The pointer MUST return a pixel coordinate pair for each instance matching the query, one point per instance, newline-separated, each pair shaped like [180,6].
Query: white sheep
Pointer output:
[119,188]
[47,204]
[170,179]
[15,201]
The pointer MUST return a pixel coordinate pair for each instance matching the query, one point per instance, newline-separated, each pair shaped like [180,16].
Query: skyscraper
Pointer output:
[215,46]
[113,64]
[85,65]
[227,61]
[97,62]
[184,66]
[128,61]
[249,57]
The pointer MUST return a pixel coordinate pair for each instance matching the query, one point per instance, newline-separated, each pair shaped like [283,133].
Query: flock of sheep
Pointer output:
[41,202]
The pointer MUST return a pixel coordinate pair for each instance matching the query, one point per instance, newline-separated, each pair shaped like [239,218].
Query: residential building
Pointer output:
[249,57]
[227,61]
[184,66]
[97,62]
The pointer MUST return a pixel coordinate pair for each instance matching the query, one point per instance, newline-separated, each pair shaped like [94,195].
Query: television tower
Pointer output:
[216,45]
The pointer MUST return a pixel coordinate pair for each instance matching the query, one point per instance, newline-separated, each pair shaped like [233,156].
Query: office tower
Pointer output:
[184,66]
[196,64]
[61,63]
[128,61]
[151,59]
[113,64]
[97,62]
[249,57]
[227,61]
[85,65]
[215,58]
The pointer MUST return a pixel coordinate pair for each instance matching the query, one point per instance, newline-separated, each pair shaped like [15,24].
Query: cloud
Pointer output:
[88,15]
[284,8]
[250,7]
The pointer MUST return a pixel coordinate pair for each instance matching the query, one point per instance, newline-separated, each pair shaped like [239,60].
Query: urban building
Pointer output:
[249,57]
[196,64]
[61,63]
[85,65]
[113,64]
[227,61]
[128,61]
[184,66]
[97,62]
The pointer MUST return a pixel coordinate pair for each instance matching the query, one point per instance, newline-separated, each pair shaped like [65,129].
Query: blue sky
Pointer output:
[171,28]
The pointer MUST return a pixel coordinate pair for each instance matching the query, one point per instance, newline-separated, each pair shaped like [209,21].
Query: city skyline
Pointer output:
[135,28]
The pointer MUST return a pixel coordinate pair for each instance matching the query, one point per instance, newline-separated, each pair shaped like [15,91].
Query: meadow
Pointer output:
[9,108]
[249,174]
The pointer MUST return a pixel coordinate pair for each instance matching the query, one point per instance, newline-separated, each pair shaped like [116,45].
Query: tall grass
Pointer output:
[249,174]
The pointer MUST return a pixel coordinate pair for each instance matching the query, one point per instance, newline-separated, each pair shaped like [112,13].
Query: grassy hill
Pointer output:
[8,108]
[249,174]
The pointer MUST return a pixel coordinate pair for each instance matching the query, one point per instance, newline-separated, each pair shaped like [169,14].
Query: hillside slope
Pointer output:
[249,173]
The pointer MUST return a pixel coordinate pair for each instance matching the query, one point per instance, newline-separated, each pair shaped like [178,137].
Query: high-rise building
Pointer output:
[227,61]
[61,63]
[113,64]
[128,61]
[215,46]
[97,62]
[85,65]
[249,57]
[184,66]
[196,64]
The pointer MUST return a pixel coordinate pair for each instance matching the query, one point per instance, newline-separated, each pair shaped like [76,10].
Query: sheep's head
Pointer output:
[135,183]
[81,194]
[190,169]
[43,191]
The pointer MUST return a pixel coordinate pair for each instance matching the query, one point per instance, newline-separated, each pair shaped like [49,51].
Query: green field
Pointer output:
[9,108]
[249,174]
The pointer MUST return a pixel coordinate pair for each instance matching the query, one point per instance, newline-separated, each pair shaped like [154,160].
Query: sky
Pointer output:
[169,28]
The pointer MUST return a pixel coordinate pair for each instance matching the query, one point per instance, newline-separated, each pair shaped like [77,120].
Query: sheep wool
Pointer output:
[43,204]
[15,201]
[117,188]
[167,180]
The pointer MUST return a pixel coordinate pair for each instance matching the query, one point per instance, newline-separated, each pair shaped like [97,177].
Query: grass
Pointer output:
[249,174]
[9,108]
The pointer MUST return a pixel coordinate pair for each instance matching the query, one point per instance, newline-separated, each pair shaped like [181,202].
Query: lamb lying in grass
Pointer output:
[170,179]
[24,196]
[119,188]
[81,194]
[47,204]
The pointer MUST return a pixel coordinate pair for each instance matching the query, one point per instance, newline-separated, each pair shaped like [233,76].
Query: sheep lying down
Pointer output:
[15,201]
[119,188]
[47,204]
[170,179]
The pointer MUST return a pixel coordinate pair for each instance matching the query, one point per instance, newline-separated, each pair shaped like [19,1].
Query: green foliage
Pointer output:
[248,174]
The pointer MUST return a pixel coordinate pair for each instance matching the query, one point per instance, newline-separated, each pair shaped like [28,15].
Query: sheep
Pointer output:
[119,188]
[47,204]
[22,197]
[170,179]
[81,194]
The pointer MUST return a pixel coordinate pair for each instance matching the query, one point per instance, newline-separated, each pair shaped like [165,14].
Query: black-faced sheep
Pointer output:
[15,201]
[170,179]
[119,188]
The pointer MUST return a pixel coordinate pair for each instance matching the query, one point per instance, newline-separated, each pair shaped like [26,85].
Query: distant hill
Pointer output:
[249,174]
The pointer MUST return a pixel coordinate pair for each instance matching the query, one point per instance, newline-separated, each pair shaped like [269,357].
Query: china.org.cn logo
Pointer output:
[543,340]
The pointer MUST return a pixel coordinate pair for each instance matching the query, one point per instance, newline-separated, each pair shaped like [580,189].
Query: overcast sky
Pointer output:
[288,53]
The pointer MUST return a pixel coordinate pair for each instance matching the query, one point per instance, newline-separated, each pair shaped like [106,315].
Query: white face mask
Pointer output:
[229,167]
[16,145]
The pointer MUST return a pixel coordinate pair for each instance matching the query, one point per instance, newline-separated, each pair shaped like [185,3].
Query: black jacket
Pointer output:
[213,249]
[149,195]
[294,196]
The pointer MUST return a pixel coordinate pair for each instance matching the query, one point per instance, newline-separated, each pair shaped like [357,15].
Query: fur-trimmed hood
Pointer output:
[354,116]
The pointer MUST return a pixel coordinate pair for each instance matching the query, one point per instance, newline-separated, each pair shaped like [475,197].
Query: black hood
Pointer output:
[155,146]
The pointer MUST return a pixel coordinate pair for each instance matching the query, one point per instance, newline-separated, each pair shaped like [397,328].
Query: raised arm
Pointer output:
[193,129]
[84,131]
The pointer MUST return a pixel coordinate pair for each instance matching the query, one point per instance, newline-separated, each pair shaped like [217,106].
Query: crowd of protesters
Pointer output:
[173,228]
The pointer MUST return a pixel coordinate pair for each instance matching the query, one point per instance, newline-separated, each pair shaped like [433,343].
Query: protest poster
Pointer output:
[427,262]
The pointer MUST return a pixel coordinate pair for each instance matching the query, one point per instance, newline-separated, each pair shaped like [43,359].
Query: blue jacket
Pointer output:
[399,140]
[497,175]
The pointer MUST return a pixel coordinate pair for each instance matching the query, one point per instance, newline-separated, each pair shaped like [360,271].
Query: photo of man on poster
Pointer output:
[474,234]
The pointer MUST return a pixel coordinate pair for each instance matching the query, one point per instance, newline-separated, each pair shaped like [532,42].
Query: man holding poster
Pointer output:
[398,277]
====
Transcribe all of the lines in the records precisely.

### SOLUTION TO THIS EXERCISE
The pointer MUST return a pixel coordinate pair for each instance matching the query, one point per instance, newline-separated, each pair shaped like [180,6].
Query: white sheep
Pointer output:
[119,188]
[47,204]
[170,179]
[15,201]
The pointer MUST return a pixel coordinate pair for each instance matching the query, one point per instance, newline-separated, each pair shaped like [180,16].
Query: skyscraper
Pointer output:
[215,46]
[113,64]
[85,65]
[227,61]
[97,62]
[184,66]
[128,61]
[249,57]
The pointer MUST return a pixel coordinate pair for each instance matching the query, one point per instance, newline-separated, each pair shaped like [283,133].
Query: flock of sheep
Pointer output:
[41,202]
The pointer MUST return a pixel coordinate pair for each instance matching the query, one point per instance, newline-separated, each pair shaped like [239,218].
Query: residential building
Pointer output:
[249,57]
[227,61]
[184,66]
[97,62]
The pointer MUST return a pixel coordinate pair for each instance matching the query, one point per instance, newline-separated, each pair shaped like [94,195].
Query: television tower
Pointer output:
[216,45]
The pointer MUST return a pixel coordinate pair for each instance matching the query, one point per instance, newline-separated, each pair shaped like [233,156].
Query: office tower
Pointer output:
[184,66]
[196,64]
[61,63]
[128,61]
[151,59]
[113,64]
[97,62]
[249,57]
[227,61]
[85,65]
[215,58]
The pointer MUST return a pixel coordinate pair for each instance matching the query, one point per instance, newline-separated, each pair shaped like [15,24].
Query: cloud
Pointer output:
[88,15]
[284,8]
[250,7]
The pointer MUST return a pixel coordinate pair for each instance matching the query, one point per instance, newline-separated, each pair shaped like [239,60].
Query: urban building
Pointer output:
[249,57]
[196,64]
[61,63]
[85,65]
[113,64]
[227,61]
[128,61]
[184,66]
[97,62]
The pointer MUST return a pixel coordinate pair for each instance matching the query, one point per instance, newline-separated, each pair shaped like [65,129].
Query: blue sky
Pointer output:
[171,28]
The pointer MUST return a pixel coordinate pair for each instance matching the query, one point per instance, newline-separated, each pair shaped like [209,21].
Query: city skyline
Pointer output:
[135,28]
The pointer MUST return a pixel coordinate pair for each instance matching the query, one point per instance, newline-separated, each pair shaped like [15,91].
Query: meadow
Pointer output:
[9,108]
[249,174]
The pointer MUST return a pixel coordinate pair for each instance matching the query, one point per instance, newline-separated, each pair shaped like [116,45].
Query: tall grass
Pointer output:
[249,174]
The pointer MUST return a pixel coordinate pair for each instance matching the query, one point per instance, newline-separated, each pair shaped like [112,13].
Query: grassy hill
Pointer output:
[8,108]
[249,174]
The pointer MUST return a pixel coordinate pair for each instance matching the query, one point per instance, newline-separated, each pair shaped like [169,14].
Query: hillside slope
Pointer output:
[249,173]
The pointer MUST return a pixel coordinate pair for each instance matching the query, one point per instance, newline-separated, each pair shaped like [178,137].
Query: high-rise building
Pointer output:
[227,61]
[61,63]
[113,64]
[128,61]
[215,46]
[97,62]
[85,65]
[249,57]
[184,66]
[196,64]
The pointer MUST return a pixel coordinate pair for each instance matching the query, one point per instance, newline-separated, each pair shaped like [76,10].
Query: sheep's head
Pointer output:
[135,183]
[81,194]
[190,169]
[43,191]
The pointer MUST return a pixel coordinate pair for each instance matching the query, one point per instance, newline-separated, each pair shaped like [49,51].
Query: green field
Pointer output:
[9,108]
[249,174]
The pointer MUST return a pixel coordinate pair for each instance matching the query, one point per instance, newline-separated, each pair shaped like [154,160].
Query: sky
Pointer output:
[169,28]
The pointer MUST return a pixel coordinate pair for each instance matching the query, one point per instance, newline-separated, each pair shaped like [77,120].
Query: sheep wool
Pointer output:
[43,204]
[15,201]
[117,188]
[167,180]
The pointer MUST return a pixel coordinate pair for each instance matching the query, one point per instance, newline-separated, each pair shaped like [97,177].
Query: grass
Pointer output:
[249,174]
[9,108]
The pointer MUST return a pixel coordinate pair for each instance matching the query, one point per instance, newline-separated, each pair shaped like [181,202].
Query: lamb lying in grass
Pointer output:
[170,179]
[24,196]
[119,188]
[81,194]
[47,204]
The pointer MUST return a pixel coordinate pair for each instance matching the query, one point per instance, newline-separated, each pair shaped like [233,76].
Query: sheep lying down
Pointer output:
[15,201]
[119,188]
[47,204]
[170,179]
The pointer MUST return a pixel coordinate pair for each instance matching the query, one point per instance, newline-separated, each pair shaped like [19,1].
Query: green foliage
Pointer output:
[248,174]
The pointer MUST return a pixel coordinate pair for each instance matching the query, one point per instance, newline-separated, each pair shaped like [28,15].
Query: sheep
Pointer output:
[119,188]
[47,204]
[22,197]
[170,179]
[81,194]
The pointer MUST return a pixel coordinate pair for each instance matching the query, one point per instance, newline-separated, each pair shaped like [165,14].
Query: black-faced sheep
Pointer output:
[15,201]
[170,179]
[119,188]
The pointer MUST return a pixel coordinate pair for each instance matching the query, one point per instance, newline-separated, each pair shaped like [26,85].
Query: distant hill
Pointer output:
[249,174]
The pointer MUST return a pixel coordinate pair for each instance matching the query, one point per instance, newline-separated, each pair shaped like [269,357].
Query: china.org.cn logo
Pointer output:
[543,340]
The pointer MUST return a pixel coordinate pair for each instance matching the query, one point per instance, newline-separated, each pair shaped like [580,189].
Query: overcast sky
Pointer output:
[288,53]
The pointer MUST return a pixel coordinate pair for each instance matching the query, one point per instance, newline-separated, each pair shaped like [106,315].
Query: white face mask
Pointer output:
[229,167]
[16,145]
The pointer MUST return a pixel coordinate pair for each instance matching the query, one point per instance, newline-separated, each pair shaped like [185,3].
Query: black jacket
Pointer output:
[213,249]
[149,195]
[294,196]
The pointer MUST return a pixel coordinate pair for each instance matching the query, one point per instance, newline-separated, each pair shaped like [357,15].
Query: fur-trimmed hood
Pointer output:
[354,116]
The pointer MUST return a pixel coordinate pair for each instance matching the query, one point per instance, newline-separated, each pair shaped like [475,197].
Query: black hood
Pointer output:
[155,146]
The pointer MUST return a pixel coordinate pair for each instance matching the query, one point per instance, newline-separated, each pair shaped like [397,328].
Query: raised arm
Pointer output:
[193,129]
[84,131]
The pointer MUST return a pixel coordinate pair for each instance matching the query, one point per instance, newline-separated, each pair shaped like [217,106].
Query: crowd of protesters
Pointer output:
[173,228]
The pointer MUST return a pixel coordinate pair for each instance matching the query, one point per instance, newline-separated, each pair shaped like [433,343].
Query: protest poster
Pointer output:
[427,262]
The pointer MUST return a pixel coordinate pair for each instance matching the query, one point per instance, newline-separated, each pair shaped like [43,359].
Query: blue jacket
Pointer output:
[399,140]
[497,175]
The pointer MUST return a pixel coordinate pair for each instance matching the query, one point per instance, newline-separated, each pair shaped like [360,271].
Query: photo of man on poster
Pointer output:
[474,234]
The pointer MUST return a pixel coordinate pair for each instance matching the query, one point per instance, newline-separated, each pair shaped like [532,42].
Query: man holding poster
Pointer output:
[398,277]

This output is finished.